**THE EXERCISE**
Collect every line of the data below that contains the string "girl". Case matters.

--- START RECORDED DATA ---

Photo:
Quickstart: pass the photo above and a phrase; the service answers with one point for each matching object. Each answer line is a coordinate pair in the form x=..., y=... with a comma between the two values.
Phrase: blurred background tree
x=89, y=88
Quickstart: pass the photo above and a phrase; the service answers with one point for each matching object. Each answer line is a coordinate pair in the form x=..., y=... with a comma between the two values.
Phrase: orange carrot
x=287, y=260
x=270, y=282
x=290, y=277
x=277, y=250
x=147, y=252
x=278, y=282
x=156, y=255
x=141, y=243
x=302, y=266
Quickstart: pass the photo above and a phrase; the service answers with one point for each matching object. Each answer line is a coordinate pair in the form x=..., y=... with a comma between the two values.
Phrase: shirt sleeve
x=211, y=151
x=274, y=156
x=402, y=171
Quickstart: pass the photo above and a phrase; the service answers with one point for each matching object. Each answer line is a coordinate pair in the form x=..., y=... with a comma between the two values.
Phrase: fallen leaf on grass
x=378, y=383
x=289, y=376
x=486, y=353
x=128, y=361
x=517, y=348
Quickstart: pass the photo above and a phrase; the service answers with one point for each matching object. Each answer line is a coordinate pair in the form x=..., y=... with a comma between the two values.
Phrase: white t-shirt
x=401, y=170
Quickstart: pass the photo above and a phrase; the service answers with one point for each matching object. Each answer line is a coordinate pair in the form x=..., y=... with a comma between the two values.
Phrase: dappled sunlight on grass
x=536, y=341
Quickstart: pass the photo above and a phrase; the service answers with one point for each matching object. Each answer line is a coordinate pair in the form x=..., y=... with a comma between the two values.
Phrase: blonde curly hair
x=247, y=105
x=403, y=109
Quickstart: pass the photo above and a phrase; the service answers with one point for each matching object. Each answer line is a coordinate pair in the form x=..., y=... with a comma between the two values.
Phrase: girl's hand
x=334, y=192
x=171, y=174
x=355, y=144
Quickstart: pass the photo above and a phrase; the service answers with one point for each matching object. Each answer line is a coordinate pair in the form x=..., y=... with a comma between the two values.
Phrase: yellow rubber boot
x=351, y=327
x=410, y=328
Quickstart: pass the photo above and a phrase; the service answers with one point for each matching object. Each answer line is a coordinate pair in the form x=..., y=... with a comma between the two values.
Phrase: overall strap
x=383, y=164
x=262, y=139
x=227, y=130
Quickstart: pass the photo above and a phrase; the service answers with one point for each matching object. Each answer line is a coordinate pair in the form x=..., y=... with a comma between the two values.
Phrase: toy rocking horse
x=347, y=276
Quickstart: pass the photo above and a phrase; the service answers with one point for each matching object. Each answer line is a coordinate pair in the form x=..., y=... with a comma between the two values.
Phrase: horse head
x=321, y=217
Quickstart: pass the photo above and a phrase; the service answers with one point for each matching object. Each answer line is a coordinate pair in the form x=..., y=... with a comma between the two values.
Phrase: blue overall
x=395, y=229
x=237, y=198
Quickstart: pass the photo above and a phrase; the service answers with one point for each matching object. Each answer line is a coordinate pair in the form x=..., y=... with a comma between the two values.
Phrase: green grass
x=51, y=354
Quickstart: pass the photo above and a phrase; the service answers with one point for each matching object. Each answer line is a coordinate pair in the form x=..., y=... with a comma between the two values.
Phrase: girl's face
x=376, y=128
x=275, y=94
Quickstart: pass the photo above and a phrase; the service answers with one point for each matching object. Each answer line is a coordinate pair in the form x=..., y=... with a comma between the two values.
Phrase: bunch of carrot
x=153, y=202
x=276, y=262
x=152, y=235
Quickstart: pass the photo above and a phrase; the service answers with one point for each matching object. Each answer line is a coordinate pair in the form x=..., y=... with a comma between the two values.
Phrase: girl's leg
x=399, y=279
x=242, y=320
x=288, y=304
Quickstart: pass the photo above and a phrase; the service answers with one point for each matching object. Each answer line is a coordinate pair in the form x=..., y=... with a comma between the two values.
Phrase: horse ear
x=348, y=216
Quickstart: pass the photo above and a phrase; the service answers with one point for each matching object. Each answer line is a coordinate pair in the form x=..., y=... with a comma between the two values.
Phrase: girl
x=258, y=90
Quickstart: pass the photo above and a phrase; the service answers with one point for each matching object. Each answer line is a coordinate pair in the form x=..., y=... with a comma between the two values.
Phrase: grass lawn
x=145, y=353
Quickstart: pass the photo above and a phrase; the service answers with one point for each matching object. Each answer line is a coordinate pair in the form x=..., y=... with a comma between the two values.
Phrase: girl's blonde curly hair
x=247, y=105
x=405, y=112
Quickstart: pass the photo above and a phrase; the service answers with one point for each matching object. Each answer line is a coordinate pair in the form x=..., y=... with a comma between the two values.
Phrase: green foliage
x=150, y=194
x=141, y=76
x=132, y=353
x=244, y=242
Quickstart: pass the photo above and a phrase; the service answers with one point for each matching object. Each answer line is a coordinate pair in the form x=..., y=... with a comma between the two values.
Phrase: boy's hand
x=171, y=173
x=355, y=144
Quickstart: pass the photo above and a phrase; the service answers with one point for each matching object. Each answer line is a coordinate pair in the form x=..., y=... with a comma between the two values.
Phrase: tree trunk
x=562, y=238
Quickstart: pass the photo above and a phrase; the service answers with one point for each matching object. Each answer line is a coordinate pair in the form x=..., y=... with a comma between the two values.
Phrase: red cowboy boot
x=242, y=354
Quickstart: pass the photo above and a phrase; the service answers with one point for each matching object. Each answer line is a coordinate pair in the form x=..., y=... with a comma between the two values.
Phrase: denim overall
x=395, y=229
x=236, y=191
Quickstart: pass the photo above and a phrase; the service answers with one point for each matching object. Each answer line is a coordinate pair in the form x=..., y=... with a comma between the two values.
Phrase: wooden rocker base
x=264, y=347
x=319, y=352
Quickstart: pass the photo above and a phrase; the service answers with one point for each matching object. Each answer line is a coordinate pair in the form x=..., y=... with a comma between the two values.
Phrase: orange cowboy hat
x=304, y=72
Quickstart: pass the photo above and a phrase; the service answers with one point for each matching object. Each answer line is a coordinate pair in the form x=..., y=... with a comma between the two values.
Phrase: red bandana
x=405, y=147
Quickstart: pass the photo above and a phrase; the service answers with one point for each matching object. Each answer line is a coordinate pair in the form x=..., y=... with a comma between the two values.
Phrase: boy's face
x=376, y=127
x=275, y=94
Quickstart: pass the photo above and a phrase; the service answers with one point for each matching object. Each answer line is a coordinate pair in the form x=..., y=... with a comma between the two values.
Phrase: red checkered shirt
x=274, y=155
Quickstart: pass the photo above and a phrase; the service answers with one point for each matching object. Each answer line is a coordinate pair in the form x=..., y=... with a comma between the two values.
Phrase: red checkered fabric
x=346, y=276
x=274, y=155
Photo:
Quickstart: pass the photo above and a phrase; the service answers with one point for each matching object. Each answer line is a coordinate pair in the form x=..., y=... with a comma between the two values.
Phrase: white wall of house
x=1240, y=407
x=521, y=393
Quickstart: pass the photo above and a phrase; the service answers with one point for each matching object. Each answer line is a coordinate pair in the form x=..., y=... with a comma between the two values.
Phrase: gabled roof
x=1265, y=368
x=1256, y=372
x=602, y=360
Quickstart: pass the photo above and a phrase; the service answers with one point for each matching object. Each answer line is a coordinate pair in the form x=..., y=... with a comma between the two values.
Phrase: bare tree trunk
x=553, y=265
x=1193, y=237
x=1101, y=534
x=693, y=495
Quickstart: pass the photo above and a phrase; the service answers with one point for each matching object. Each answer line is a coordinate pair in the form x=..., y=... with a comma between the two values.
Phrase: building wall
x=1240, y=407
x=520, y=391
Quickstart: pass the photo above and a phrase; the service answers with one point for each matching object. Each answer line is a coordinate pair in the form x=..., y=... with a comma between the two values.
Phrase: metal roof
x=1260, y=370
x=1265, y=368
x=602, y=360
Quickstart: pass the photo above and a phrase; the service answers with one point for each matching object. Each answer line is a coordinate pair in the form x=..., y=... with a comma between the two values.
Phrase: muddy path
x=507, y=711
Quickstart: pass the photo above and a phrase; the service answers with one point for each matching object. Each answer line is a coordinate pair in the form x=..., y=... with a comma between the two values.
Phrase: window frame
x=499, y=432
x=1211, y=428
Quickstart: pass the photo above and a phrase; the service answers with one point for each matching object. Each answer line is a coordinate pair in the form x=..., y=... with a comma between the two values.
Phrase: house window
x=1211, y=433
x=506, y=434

--- END RECORDED DATA ---

**SOLUTION TO THIS EXERCISE**
Phrase: girl's hand
Phrase: girl's face
Phrase: girl's leg
Phrase: girl
Phrase: girl's blonde curly hair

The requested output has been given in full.